◆ PETUNJUK TUGAS
A: Ringkaslah teks tentang cinta akhirat dalam dua kalimat.
B: Berdasarkan teks tentang cinta akhirat, jelaskan dalam satu atau dua kalimat mengapa Shuhaib Ar-Rumi merelakan semua hartanya dirampas.
C: Lanjutkan tulisan tentang membangun jiwa cinta akhirat, dimulai setelah kutipan sabda Nabi kepada Abu Yahya.

◆ TEKS BACAAN

/---

MEMBANGUN JIWA CINTA AKHIRAT
“Barang siapa yang akhirat menjadi harapannya, Allah akan menjadikan rasa cukup di dalam hatinya serta mempersatukannya, dan dunia akan datang kepadanya dalam keadaan patuh dan hina. Tetapi siapa yang dunia menjadi harapannya. Allah akan menjadikan kefakiran berada dii depan matanya serta mencerai-beraikannya, dan dunia tidak akan datang kepadanya kecuali sekedar apa yang telah ditetapkan baginya.” (Hadits Riwayat Tirmidzi)
Allah subhanahu wa ta’ala befirman:
“Barang siapa yang menghendaki keuntungan di akhirat akan kami tambah keuntungan itu baginya dan barang siapa yang menghendaki keuntungan di dunia kami berikan kepadanya sebagian dari keuntungan dunia dan tidak ada baginya suatu bahagianpun di akhirat.” (Asy-Syura (42): 20)
Allah telah menciptakan dunia serta menyimpan bermacam kekayaan, kebaikan dan keindahan di dalamnya; menjadikan kita menyukai sebagian kenikmatannya; sekaligus menghalalkan dan tidak mengharamkannya bagi kita; sebagai wujud kemurahan dan karunia-Nya. Allah subhanahu wa ta’ala berfirman:
“Katakanlah: “Siapakah yang mengharamkan perhiasan dari Allah yang telah dikeluarkan- Nya untuk hamba-hamba- Nya dan (siapa pulakah yang mengharamkan) rezki yang baik? ” (Al-Araf (7): 32)
Kemudian Allah menjelaskan bahwa di akhirat ada yang lebih baik dari pada dunia beserta kelezatannya tadi:
”Sedang kehidupan akhirat adalah lebih baik dan lebih kekal.” (Al-’Ala (87): 17)
Rasulullah salallahu 'alaihi wasallam mengajarkan kepada para sahabatnya makna sebuah keuntungan dengan kaca mata akhirat. Inilah seorang sahabat mulia bernama Shuhaib Ar-Rumi. Ketika itu ia merelakan semua hartanya dirampas oleh orang – orang kafir agar ia bisa leluasa berhijrah. Meskipun begitu, akhirnya Nabi sendiri yang menyambut kedatangannya seraya bersabda:
“…..perdagangan yang menguntungkan wahai Abu Yahya … perdagangan yang menguntungkan wahai Abu Yahya!” (Hadist Riwayat Muslim)

\---

◆ DATA YANG DIBERIKAN
/---

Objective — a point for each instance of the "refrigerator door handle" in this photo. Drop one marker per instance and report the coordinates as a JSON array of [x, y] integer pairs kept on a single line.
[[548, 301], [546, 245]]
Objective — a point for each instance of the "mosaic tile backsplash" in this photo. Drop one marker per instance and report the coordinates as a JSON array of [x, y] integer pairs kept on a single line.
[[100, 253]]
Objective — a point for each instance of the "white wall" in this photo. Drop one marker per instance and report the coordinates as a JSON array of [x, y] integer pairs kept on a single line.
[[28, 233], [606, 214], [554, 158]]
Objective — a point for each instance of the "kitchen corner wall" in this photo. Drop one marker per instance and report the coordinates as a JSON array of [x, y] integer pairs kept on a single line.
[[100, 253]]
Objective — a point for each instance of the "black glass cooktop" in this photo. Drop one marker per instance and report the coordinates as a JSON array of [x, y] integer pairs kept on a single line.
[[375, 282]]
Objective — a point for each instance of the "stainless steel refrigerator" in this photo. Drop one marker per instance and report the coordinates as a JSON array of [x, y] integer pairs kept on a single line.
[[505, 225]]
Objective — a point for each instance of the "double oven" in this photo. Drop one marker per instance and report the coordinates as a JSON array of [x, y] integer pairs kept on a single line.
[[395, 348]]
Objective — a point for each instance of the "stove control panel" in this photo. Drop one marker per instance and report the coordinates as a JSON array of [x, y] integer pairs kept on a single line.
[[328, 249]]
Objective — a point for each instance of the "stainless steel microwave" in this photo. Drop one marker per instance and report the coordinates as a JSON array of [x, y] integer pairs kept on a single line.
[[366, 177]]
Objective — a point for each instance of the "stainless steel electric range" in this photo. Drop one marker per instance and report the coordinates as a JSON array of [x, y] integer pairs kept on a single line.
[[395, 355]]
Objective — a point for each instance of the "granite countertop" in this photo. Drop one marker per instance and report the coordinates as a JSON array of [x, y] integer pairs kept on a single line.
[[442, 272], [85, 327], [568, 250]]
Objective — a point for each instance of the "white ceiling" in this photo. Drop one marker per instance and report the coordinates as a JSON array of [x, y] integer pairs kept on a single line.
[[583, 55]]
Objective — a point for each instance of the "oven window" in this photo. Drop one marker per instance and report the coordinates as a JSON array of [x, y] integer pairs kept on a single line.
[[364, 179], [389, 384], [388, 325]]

\---

◆ JAWABAN AKHIR
A: Teks ini mengutip hadits dan ayat yang menyatakan bahwa orang yang mengharapkan akhirat akan diberi rasa cukup dan tambahan keuntungan, sedangkan orang yang mengharapkan dunia hanya mendapat sekadar apa yang telah ditetapkan baginya. Allah menghalalkan kenikmatan dunia, tetapi kehidupan akhirat lebih baik dan lebih kekal, dan Rasulullah menyebut Shuhaib Ar-Rumi, yang merelakan hartanya dirampas agar bisa berhijrah, melakukan perdagangan yang menguntungkan.

B: Shuhaib Ar-Rumi merelakan semua hartanya dirampas oleh orang-orang kafir agar ia bisa leluasa berhijrah.

C:
Jadi, Shuhaib termasuk orang yang beruntung menurut tolak ukur akhirat, sebab ia rela menjual dunia yang sementara, ditukar dengan akhirat yang abadi.
Satu lagi, Nabi mengajarkan kepada kita agar memakai tolak ukur akhirat dengan sabdanya:
"Kekayaan itu bukanlah dengan banyaknya harta, tetapi kekayaan sejati ialah kekayaan jiwa.” (Hadits Riwayat Muslim)
Menerangkan hadist ini, Ibnu Bathal berkata,
“Makna hadits ini ialah: hakekat kekayaan bukanlah banyaknya harta, sebab majoritas orang yang di lapangkan hartanya oleh Allah, tidak pernah merasa puas dengan pemberian tersebut. Ia berusaha mencari tambahan tanpa perduli dari mana asalnya. Nah, seolah-olah ia justru menjadi fakir disebabkan ambisinya tersebut. Jadi, kekayaan hakiki adalah kekayaan jiwa; yaitu siapa yang merasa cukup dengan apa yang di anugerahkan kepadanya, Qana’ah (puas) dan ridha dengannya. Ia juga tidak berambisi untuk mencari tambahan terus-menerus, sehingga dia seperti orang kaya.”
Karena itulah, seorang mukmin yang yakin serta berjalan di atas manhaj Kitabullah dan Sunnah Nabi-Nya, menurut rambu-rambu, kriteria-kriteria dan timbangan-timbangan yang lurus, merupakan orang yang bahagia; tidak hanya di dunia, tetapi juda di akhirat. Ketahuilah, kriteria-kriteria inilah memotivasinya untuk selalu berorientasi kepada akhirat dan senantiasa sibuk hati di dalam memperhatikan akhirat. Kitabullah menjadikannya selalu menghidupkan harapan ini, demikian juga sunnah Nabinya senantiasa menyibukkannya dengan keinginan ini.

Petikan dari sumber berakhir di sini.